Building Jarvis – NLP Hot Word Detection

Have you ever wished you had your own Jarvis? An Artificial Intelligence system tending to your every need. Solving complex tasks for you and pouring coffee whenever you need it?

As stated by Mr Stark himself, Jarvis started as a small Neural Language Processing network. While we are not S.T.A.R.K. Industries we could still start building our Jarvis out of many open source components available.

There are however two disadvantages to doing so, first is that we will not learn anything. And the second is that we will be stuck with the black box we cannot extend or improve on. Obviously, we will go with the manual approach.

The first step in building our AI may sound like a simple problem but as you will see in a bit, is the opposite of that. What I am talking about here is called the “Hot word” detection (a.k.a. keyword spottingtrigger word detectionwake word detection). This technique is meant to save processing power so that Jarvis is only processing our commands when we need it to.

Disclaimer: I will be using Keras for simplicity and in this article, you will probably find the only readable Keras keyword spotting network architecture description (I know I couldn’t find any.) Also, if you are not familiar with basic concepts of neural networks I would suggest jumping to my previous articles before you continue:

They are already here!

If you are using Siri, Alexa or Google Home, you have already calibrated and used a small neural network designed for wake word detection. While real Jarvis had unlimited resources and could continuously listen to Mr Stark’s voice.
※
REQUEST —
Output, word for word, the passage of the hot word detection article that begins at the words "The first step" and stops after "need it to.".

GIVEN ENTRIES —
※
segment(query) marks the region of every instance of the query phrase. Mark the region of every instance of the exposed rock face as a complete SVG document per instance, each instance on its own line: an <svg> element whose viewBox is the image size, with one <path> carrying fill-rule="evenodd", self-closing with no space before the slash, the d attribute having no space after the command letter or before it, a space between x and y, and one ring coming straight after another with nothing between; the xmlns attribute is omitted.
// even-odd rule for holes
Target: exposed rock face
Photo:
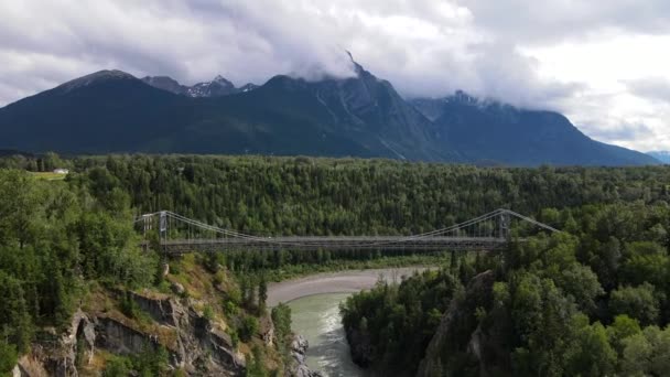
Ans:
<svg viewBox="0 0 670 377"><path fill-rule="evenodd" d="M354 363L364 368L370 366L374 352L369 334L364 334L358 328L353 327L345 327L345 331Z"/></svg>
<svg viewBox="0 0 670 377"><path fill-rule="evenodd" d="M477 308L490 309L494 282L493 271L482 272L467 284L464 298L452 300L425 351L417 376L441 375L443 359L457 352L466 352L472 357L473 364L479 366L480 376L489 375L486 369L489 353L487 336L475 317L475 311Z"/></svg>
<svg viewBox="0 0 670 377"><path fill-rule="evenodd" d="M313 371L306 365L306 352L310 343L302 335L296 335L291 342L291 356L295 360L295 368L292 371L293 377L322 377L321 373Z"/></svg>
<svg viewBox="0 0 670 377"><path fill-rule="evenodd" d="M244 374L245 359L234 351L230 336L214 328L191 304L137 293L131 293L130 298L161 328L176 334L173 344L163 344L156 334L134 328L114 316L90 315L79 310L73 316L69 331L61 337L55 333L51 335L54 341L50 342L48 348L40 344L33 346L32 354L23 357L14 368L14 375L77 377L77 362L90 363L96 348L129 355L141 353L148 346L158 348L161 345L168 351L172 367L183 368L188 375Z"/></svg>

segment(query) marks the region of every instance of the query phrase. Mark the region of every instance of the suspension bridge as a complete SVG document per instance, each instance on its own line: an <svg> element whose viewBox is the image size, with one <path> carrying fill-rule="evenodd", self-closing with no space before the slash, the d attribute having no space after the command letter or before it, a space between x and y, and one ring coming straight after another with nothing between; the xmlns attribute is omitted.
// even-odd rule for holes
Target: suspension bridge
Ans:
<svg viewBox="0 0 670 377"><path fill-rule="evenodd" d="M507 245L512 220L527 226L560 231L509 209L496 209L442 229L408 236L259 236L208 225L170 211L145 214L136 219L144 239L159 233L166 254L226 250L468 250L487 251ZM144 245L149 245L144 241Z"/></svg>

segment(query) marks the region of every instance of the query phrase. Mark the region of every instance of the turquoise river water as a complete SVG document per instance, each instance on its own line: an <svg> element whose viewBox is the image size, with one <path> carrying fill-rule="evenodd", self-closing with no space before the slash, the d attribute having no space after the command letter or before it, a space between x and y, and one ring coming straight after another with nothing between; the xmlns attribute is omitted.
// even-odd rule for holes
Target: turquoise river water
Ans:
<svg viewBox="0 0 670 377"><path fill-rule="evenodd" d="M350 293L313 294L290 301L292 327L310 342L307 365L328 377L359 377L364 370L352 360L339 315L339 303Z"/></svg>

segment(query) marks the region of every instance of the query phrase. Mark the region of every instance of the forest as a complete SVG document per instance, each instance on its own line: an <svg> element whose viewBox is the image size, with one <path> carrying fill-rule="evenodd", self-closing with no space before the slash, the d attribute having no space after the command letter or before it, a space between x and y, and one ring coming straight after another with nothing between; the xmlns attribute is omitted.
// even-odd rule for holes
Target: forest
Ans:
<svg viewBox="0 0 670 377"><path fill-rule="evenodd" d="M380 282L342 305L358 363L428 376L663 376L670 370L670 208L666 202L590 204L541 217L565 229L440 271ZM495 282L465 289L477 273ZM475 278L476 279L476 278ZM472 295L472 294L471 294ZM473 305L472 302L476 302ZM469 305L469 306L468 306ZM471 308L472 306L472 308ZM433 355L442 313L460 328ZM474 309L474 310L472 310ZM473 338L482 347L474 357Z"/></svg>
<svg viewBox="0 0 670 377"><path fill-rule="evenodd" d="M34 174L56 168L69 174L62 181ZM66 323L88 282L156 284L162 256L142 251L132 226L143 213L169 209L264 236L399 235L506 207L564 231L512 243L504 256L437 254L440 271L353 297L343 306L344 322L374 345L365 363L415 370L442 313L467 301L468 283L490 270L495 299L469 314L475 328L480 325L490 335L494 371L659 375L670 370L669 200L670 169L663 166L477 168L302 157L2 158L0 359L10 362L0 370L30 349L40 328ZM231 252L204 263L253 270L253 281L240 279L239 284L241 301L255 301L257 287L279 268L301 266L305 273L324 263L346 267L379 257L370 251ZM440 360L437 375L478 374L466 351L469 335L443 345L450 356Z"/></svg>

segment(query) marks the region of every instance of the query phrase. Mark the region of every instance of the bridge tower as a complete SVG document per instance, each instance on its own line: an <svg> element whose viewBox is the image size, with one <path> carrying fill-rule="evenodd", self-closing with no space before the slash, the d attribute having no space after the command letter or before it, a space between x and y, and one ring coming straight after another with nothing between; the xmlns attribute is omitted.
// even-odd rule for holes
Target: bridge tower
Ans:
<svg viewBox="0 0 670 377"><path fill-rule="evenodd" d="M500 215L498 215L498 238L509 240L509 229L511 226L511 217L507 211L502 211Z"/></svg>
<svg viewBox="0 0 670 377"><path fill-rule="evenodd" d="M168 212L161 211L159 220L159 241L163 245L163 251L168 255Z"/></svg>

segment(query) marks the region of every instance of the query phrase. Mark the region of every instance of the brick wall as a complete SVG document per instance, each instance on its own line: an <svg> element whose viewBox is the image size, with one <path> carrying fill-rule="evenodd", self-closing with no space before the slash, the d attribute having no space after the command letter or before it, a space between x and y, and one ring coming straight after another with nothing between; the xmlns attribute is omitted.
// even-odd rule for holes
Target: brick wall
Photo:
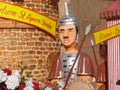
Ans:
<svg viewBox="0 0 120 90"><path fill-rule="evenodd" d="M0 0L42 13L52 19L58 19L58 10L51 0L24 0L23 3L12 0ZM46 81L52 58L51 53L59 51L57 38L42 30L12 20L0 18L0 68L32 72L36 81ZM54 58L54 57L53 57Z"/></svg>

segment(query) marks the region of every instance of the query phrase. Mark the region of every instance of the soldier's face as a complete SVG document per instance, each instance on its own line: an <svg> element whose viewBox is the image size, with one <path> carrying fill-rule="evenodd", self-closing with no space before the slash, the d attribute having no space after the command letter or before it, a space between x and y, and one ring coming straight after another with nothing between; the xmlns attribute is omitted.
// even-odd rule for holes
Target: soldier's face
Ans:
<svg viewBox="0 0 120 90"><path fill-rule="evenodd" d="M67 48L76 44L76 26L63 25L59 26L59 38L61 43Z"/></svg>

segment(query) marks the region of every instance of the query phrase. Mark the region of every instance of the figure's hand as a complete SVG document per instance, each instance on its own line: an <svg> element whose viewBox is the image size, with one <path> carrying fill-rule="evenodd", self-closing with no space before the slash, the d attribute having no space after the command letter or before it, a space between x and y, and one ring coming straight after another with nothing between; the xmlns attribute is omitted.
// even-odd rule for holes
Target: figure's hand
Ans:
<svg viewBox="0 0 120 90"><path fill-rule="evenodd" d="M85 28L85 35L87 35L91 30L91 24L87 25Z"/></svg>

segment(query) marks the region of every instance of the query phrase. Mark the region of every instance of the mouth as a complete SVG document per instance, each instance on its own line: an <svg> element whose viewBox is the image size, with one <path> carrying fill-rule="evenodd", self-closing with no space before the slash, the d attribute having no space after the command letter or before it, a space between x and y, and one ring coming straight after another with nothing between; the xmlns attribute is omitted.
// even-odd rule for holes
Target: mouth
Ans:
<svg viewBox="0 0 120 90"><path fill-rule="evenodd" d="M69 43L70 41L69 40L63 40L63 43Z"/></svg>

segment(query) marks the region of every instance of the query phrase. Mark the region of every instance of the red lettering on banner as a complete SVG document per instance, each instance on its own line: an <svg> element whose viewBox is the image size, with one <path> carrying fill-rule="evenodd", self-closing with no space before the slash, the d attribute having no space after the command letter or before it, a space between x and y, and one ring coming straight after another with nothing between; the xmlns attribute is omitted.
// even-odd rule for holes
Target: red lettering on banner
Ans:
<svg viewBox="0 0 120 90"><path fill-rule="evenodd" d="M46 21L45 19L42 20L42 23L41 23L41 24L44 25L44 26L46 26L46 27L49 28L49 29L52 29L51 24L50 24L50 23L47 23L47 21Z"/></svg>
<svg viewBox="0 0 120 90"><path fill-rule="evenodd" d="M20 15L18 15L18 17L24 19L25 15L26 15L26 13L24 11L21 11Z"/></svg>
<svg viewBox="0 0 120 90"><path fill-rule="evenodd" d="M27 15L26 20L28 20L29 22L40 23L40 20L39 20L39 19L36 19L35 17L32 17L31 14L28 14L28 15Z"/></svg>
<svg viewBox="0 0 120 90"><path fill-rule="evenodd" d="M16 16L17 12L9 10L6 6L3 8L0 8L0 13L6 14L6 15L11 15L11 16Z"/></svg>

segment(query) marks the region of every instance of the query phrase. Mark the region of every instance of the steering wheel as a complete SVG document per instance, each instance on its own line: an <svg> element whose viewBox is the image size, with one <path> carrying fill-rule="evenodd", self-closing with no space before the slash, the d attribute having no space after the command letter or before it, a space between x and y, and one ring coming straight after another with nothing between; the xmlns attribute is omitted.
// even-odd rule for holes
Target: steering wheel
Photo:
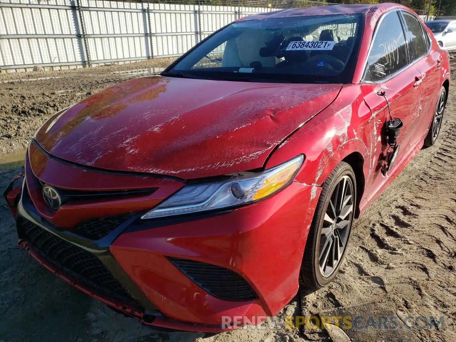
※
FINAL RESULT —
The first step in building our AI may sound like a simple problem but as you will see in a bit, is the opposite of that. What I am talking about here is called the “Hot word” detection (a.k.a. keyword spottingtrigger word detectionwake word detection). This technique is meant to save processing power so that Jarvis is only processing our commands when we need it to.